Task description: Repeat nothing but the lines below running from the one containing "[point] blue stripe" to the one containing "[point] yellow machinery". Keep both end lines.

== Input ==

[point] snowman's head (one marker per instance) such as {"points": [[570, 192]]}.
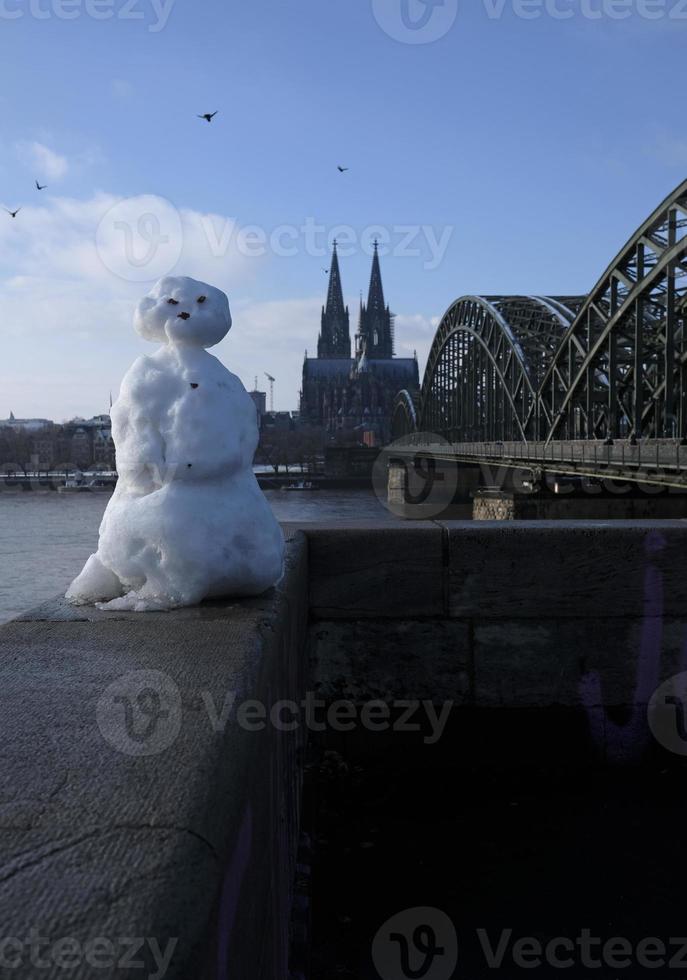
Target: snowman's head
{"points": [[180, 310]]}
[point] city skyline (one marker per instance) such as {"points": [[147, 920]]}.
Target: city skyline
{"points": [[458, 171]]}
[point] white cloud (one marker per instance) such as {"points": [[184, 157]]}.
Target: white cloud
{"points": [[45, 163], [67, 316]]}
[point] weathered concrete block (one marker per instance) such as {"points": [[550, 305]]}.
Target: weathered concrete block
{"points": [[521, 570], [376, 571], [364, 660], [550, 663], [133, 802]]}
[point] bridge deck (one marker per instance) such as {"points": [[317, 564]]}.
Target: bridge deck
{"points": [[661, 462]]}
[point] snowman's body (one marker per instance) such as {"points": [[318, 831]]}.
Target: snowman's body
{"points": [[187, 519]]}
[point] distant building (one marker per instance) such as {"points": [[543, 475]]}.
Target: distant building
{"points": [[340, 392], [24, 425], [260, 401]]}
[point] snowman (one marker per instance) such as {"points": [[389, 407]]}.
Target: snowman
{"points": [[187, 519]]}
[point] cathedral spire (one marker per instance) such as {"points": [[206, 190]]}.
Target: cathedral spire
{"points": [[376, 328], [375, 296], [335, 305], [335, 338]]}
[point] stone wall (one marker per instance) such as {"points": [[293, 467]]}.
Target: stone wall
{"points": [[181, 823]]}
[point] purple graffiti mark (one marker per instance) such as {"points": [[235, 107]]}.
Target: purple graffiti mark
{"points": [[627, 743], [231, 891]]}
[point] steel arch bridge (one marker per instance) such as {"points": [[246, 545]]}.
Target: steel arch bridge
{"points": [[606, 366]]}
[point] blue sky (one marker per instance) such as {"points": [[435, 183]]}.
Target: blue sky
{"points": [[531, 145]]}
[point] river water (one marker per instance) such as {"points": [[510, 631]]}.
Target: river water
{"points": [[45, 537]]}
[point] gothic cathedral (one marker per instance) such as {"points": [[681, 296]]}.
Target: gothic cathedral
{"points": [[356, 393]]}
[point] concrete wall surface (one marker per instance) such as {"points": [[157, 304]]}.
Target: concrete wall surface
{"points": [[144, 831], [567, 625], [142, 820]]}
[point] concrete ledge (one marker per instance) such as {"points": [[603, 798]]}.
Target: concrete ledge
{"points": [[376, 570], [177, 844], [528, 570], [187, 831]]}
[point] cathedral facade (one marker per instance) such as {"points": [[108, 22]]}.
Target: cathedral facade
{"points": [[354, 389]]}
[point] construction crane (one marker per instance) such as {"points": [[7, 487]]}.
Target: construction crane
{"points": [[271, 381]]}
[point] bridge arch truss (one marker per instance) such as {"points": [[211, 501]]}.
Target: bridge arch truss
{"points": [[609, 365]]}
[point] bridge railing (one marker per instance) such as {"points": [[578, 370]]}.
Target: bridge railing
{"points": [[646, 455]]}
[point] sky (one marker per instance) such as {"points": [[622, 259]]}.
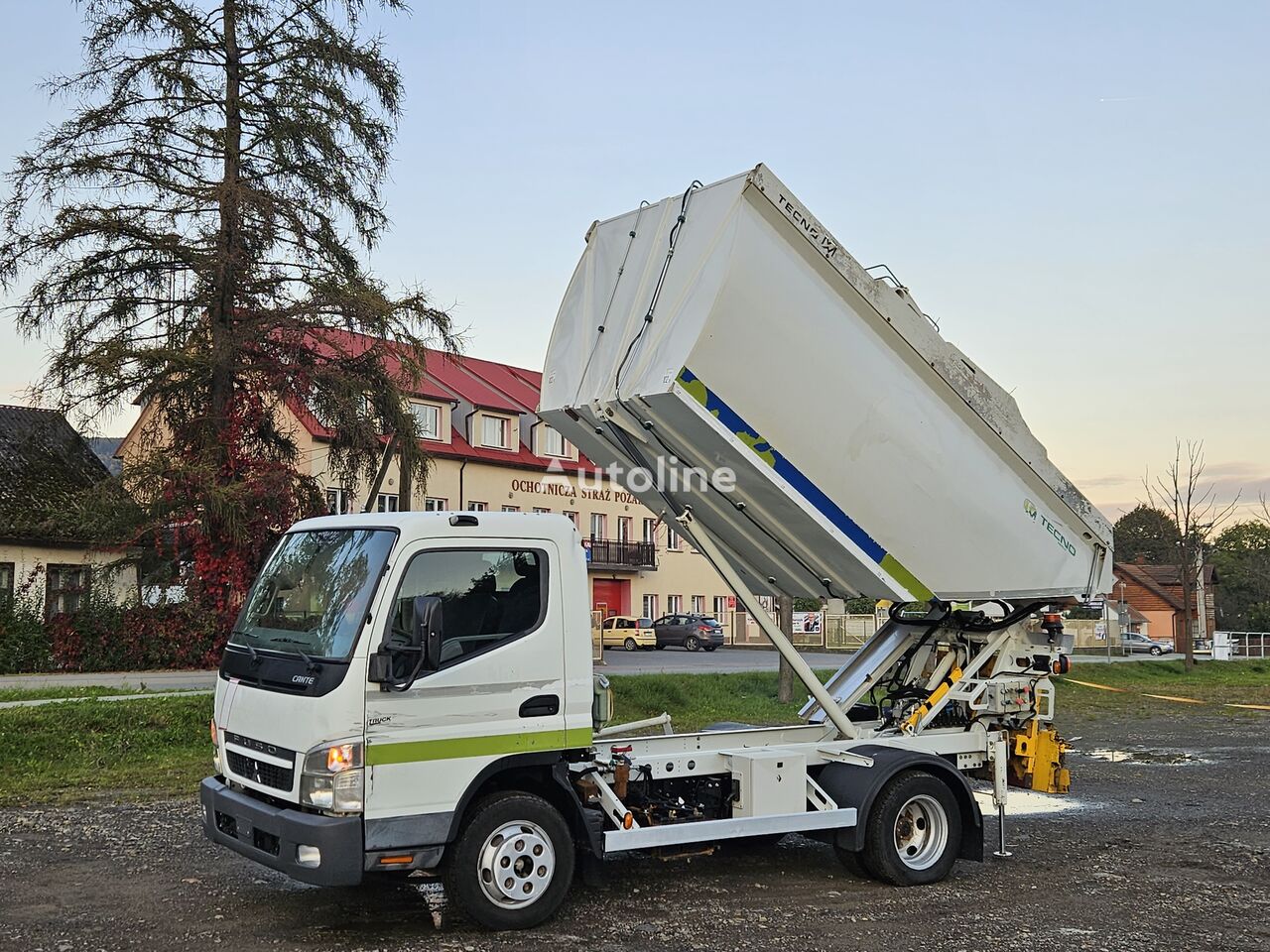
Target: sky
{"points": [[1078, 191]]}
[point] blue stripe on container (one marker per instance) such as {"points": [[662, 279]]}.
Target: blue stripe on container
{"points": [[829, 509]]}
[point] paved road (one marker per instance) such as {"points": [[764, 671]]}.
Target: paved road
{"points": [[1164, 849], [130, 680], [668, 661]]}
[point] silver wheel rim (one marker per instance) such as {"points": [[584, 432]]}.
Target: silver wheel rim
{"points": [[921, 832], [516, 865]]}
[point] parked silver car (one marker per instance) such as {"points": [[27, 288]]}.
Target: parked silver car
{"points": [[1133, 643]]}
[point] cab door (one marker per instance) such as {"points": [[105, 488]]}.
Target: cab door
{"points": [[498, 693]]}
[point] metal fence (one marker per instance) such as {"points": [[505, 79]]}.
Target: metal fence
{"points": [[1250, 644]]}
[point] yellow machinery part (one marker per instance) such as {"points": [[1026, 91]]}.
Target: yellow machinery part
{"points": [[935, 697], [1037, 760]]}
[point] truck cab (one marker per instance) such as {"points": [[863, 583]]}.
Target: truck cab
{"points": [[385, 670]]}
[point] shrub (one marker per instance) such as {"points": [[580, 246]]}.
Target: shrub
{"points": [[24, 643], [137, 638]]}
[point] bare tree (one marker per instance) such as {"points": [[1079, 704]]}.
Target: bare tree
{"points": [[1194, 508]]}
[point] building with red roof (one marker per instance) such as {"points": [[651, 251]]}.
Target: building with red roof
{"points": [[490, 452]]}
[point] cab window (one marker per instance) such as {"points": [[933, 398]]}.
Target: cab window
{"points": [[488, 595]]}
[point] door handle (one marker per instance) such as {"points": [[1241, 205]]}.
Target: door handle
{"points": [[541, 706]]}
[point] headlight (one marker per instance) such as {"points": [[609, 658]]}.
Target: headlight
{"points": [[333, 778]]}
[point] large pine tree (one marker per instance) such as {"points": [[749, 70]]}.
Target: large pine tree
{"points": [[191, 232]]}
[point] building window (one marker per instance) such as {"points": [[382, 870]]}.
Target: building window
{"points": [[338, 500], [493, 431], [552, 443], [429, 419], [64, 588]]}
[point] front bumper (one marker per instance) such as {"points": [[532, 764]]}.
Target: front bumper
{"points": [[271, 834]]}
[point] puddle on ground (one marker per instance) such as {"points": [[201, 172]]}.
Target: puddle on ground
{"points": [[1164, 757], [1028, 802]]}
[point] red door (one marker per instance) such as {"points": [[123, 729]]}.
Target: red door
{"points": [[611, 595]]}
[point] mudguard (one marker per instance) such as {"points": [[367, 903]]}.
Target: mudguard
{"points": [[852, 784]]}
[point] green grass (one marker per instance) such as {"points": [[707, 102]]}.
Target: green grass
{"points": [[159, 748], [1215, 683], [81, 690], [132, 749]]}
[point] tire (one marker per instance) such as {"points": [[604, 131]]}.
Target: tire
{"points": [[538, 864], [913, 830]]}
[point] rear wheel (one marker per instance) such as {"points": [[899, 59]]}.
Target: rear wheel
{"points": [[512, 864], [913, 830]]}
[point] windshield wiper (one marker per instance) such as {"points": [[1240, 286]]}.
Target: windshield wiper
{"points": [[250, 649], [310, 661]]}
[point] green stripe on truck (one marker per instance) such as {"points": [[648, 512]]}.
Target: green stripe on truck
{"points": [[490, 746]]}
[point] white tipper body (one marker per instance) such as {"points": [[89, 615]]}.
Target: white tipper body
{"points": [[867, 451]]}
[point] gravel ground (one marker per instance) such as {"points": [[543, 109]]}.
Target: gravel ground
{"points": [[1170, 851]]}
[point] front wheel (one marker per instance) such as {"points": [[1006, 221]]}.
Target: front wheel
{"points": [[913, 830], [512, 864]]}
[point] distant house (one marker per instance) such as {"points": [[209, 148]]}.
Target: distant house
{"points": [[44, 466], [1156, 593]]}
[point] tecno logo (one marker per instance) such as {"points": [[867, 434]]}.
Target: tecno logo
{"points": [[1037, 516]]}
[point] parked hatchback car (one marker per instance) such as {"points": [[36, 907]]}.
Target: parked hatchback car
{"points": [[688, 631], [627, 631], [1133, 643]]}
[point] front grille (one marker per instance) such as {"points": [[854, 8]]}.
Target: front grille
{"points": [[261, 771], [259, 746]]}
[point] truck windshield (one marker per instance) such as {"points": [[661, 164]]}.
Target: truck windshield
{"points": [[313, 594]]}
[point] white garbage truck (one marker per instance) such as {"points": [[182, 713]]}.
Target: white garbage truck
{"points": [[414, 690]]}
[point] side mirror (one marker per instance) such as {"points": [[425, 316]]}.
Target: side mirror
{"points": [[427, 631], [395, 666]]}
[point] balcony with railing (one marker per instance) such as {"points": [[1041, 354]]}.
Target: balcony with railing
{"points": [[617, 555]]}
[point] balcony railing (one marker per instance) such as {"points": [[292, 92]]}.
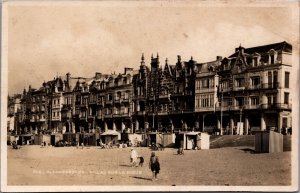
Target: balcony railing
{"points": [[100, 116], [117, 100], [238, 88], [100, 103], [257, 106], [273, 85], [164, 96], [108, 116], [109, 102], [277, 106], [202, 90], [162, 113], [254, 87], [141, 113], [125, 100]]}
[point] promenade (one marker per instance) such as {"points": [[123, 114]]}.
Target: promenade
{"points": [[33, 165]]}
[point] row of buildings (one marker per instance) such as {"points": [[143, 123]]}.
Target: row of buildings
{"points": [[245, 91]]}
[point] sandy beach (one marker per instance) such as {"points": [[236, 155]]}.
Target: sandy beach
{"points": [[33, 165]]}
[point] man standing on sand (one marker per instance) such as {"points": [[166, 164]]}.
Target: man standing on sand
{"points": [[154, 165], [133, 157]]}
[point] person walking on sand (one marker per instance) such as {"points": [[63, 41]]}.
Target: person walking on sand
{"points": [[154, 165], [133, 157]]}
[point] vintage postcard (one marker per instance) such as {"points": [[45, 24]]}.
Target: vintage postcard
{"points": [[149, 95]]}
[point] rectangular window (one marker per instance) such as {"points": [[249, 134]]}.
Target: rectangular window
{"points": [[269, 99], [287, 80], [272, 59], [240, 82], [240, 101], [255, 81], [254, 101], [286, 98], [284, 122]]}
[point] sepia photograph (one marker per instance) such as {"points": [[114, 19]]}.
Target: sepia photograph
{"points": [[149, 96]]}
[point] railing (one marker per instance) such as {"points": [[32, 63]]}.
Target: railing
{"points": [[141, 113], [99, 116], [165, 96], [100, 103], [204, 109], [201, 90], [108, 116], [238, 88], [125, 100], [273, 85], [254, 87], [93, 102], [257, 106], [277, 106], [108, 102], [162, 113], [126, 114], [118, 100]]}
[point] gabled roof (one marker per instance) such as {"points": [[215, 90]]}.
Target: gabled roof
{"points": [[281, 46]]}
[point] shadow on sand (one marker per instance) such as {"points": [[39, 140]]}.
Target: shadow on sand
{"points": [[141, 178], [248, 150], [123, 165]]}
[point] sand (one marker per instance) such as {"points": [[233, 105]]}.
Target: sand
{"points": [[33, 165]]}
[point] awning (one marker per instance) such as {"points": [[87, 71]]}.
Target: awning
{"points": [[111, 132], [193, 133]]}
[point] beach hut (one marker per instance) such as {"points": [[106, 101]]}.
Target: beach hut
{"points": [[39, 139], [192, 140], [110, 136], [25, 139]]}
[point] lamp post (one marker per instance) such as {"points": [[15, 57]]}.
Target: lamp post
{"points": [[221, 132]]}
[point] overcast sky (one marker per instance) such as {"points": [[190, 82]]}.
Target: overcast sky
{"points": [[46, 40]]}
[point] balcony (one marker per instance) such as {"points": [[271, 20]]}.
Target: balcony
{"points": [[277, 106], [141, 113], [66, 115], [100, 103], [205, 90], [109, 102], [224, 108], [176, 112], [140, 97], [108, 116], [42, 120], [125, 100], [84, 105], [162, 113], [99, 116], [205, 109], [254, 87], [117, 100], [66, 107], [116, 115], [250, 107], [126, 114], [164, 96], [235, 108], [273, 85], [239, 88], [82, 117], [91, 116]]}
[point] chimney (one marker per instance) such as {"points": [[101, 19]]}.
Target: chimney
{"points": [[128, 70]]}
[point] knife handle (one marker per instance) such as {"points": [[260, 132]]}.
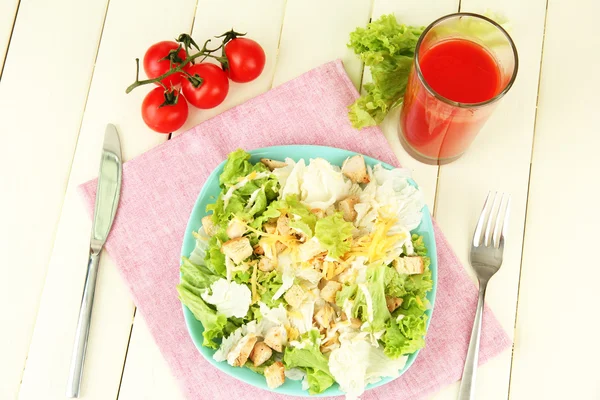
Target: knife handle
{"points": [[83, 327]]}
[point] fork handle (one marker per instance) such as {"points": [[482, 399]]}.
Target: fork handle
{"points": [[467, 384]]}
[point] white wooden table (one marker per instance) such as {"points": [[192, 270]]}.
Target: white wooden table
{"points": [[65, 65]]}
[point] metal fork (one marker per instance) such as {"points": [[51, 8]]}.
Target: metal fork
{"points": [[486, 258]]}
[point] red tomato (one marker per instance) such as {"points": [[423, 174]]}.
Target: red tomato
{"points": [[213, 89], [164, 118], [154, 65], [246, 59]]}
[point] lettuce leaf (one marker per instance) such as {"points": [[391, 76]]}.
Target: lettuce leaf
{"points": [[388, 49], [376, 288], [405, 336], [334, 233], [214, 323], [312, 361]]}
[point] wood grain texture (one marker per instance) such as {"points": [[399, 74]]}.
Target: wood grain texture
{"points": [[8, 13], [556, 337], [123, 39], [37, 156], [499, 159]]}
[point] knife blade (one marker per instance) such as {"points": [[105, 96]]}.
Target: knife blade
{"points": [[107, 199]]}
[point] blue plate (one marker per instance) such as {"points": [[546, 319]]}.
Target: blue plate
{"points": [[208, 195]]}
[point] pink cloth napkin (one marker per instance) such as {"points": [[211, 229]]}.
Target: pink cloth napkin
{"points": [[159, 191]]}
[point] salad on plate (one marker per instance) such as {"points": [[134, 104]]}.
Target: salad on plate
{"points": [[308, 271]]}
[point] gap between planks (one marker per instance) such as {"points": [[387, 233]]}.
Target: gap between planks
{"points": [[512, 356], [70, 167], [12, 30]]}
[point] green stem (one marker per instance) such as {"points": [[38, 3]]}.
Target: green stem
{"points": [[206, 52]]}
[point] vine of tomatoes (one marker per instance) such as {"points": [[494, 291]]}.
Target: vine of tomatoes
{"points": [[172, 66]]}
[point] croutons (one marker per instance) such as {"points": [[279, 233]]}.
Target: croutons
{"points": [[347, 207], [241, 358], [237, 249], [409, 265], [275, 375], [279, 247], [272, 164], [330, 290], [260, 353], [208, 225], [355, 169], [276, 337], [393, 303], [270, 227], [266, 265], [283, 225], [236, 228], [325, 315], [294, 296]]}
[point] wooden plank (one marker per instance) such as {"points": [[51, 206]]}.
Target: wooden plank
{"points": [[557, 331], [260, 19], [499, 159], [8, 14], [131, 26], [412, 12], [41, 114], [314, 33]]}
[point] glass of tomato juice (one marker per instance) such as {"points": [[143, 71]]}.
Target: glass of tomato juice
{"points": [[464, 63]]}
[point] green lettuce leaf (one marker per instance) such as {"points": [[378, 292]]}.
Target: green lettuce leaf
{"points": [[268, 284], [214, 323], [312, 361], [348, 292], [334, 233], [197, 276], [388, 49], [376, 288], [405, 336]]}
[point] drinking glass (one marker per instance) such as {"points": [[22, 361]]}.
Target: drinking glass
{"points": [[438, 130]]}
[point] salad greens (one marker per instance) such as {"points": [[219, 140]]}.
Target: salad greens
{"points": [[388, 49], [309, 271]]}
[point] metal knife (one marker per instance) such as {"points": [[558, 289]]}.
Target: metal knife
{"points": [[107, 200]]}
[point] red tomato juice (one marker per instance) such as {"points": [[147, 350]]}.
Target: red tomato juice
{"points": [[461, 71]]}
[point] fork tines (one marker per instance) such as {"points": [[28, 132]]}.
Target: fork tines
{"points": [[493, 221]]}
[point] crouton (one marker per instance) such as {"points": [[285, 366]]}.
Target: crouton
{"points": [[208, 225], [318, 212], [272, 164], [260, 353], [276, 338], [347, 207], [275, 375], [409, 265], [266, 265], [238, 360], [270, 227], [236, 228], [237, 249], [283, 225], [279, 247], [393, 303], [325, 315], [330, 290], [294, 296], [355, 169]]}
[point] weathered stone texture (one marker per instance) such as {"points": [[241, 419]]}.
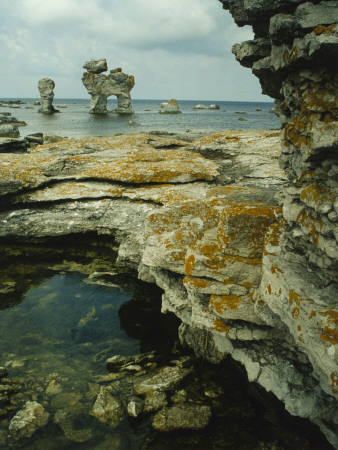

===

Finished exercise:
[point] blue stripe on container (one marker per instance) such as {"points": [[662, 279]]}.
Target: blue stripe on container
{"points": [[829, 509]]}
[point] paved road (one marker per instance) such as {"points": [[764, 671]]}.
Target: paved road
{"points": [[1164, 849], [130, 680], [668, 661]]}
[point] silver wheel rim (one marker per instance) such as {"points": [[584, 432]]}.
Target: silver wheel rim
{"points": [[921, 832], [516, 865]]}
[point] parked silver car (one marker per instance) such as {"points": [[27, 288]]}.
Target: parked silver car
{"points": [[1133, 643]]}
[point] cab door (one marker per instance) such as {"points": [[105, 488]]}.
Target: cab door
{"points": [[498, 693]]}
[point] metal fence (one marker per instance) such as {"points": [[505, 79]]}.
Target: metal fence
{"points": [[1250, 644]]}
[point] yellow machinery part (one marker per instance) such as {"points": [[1026, 91]]}.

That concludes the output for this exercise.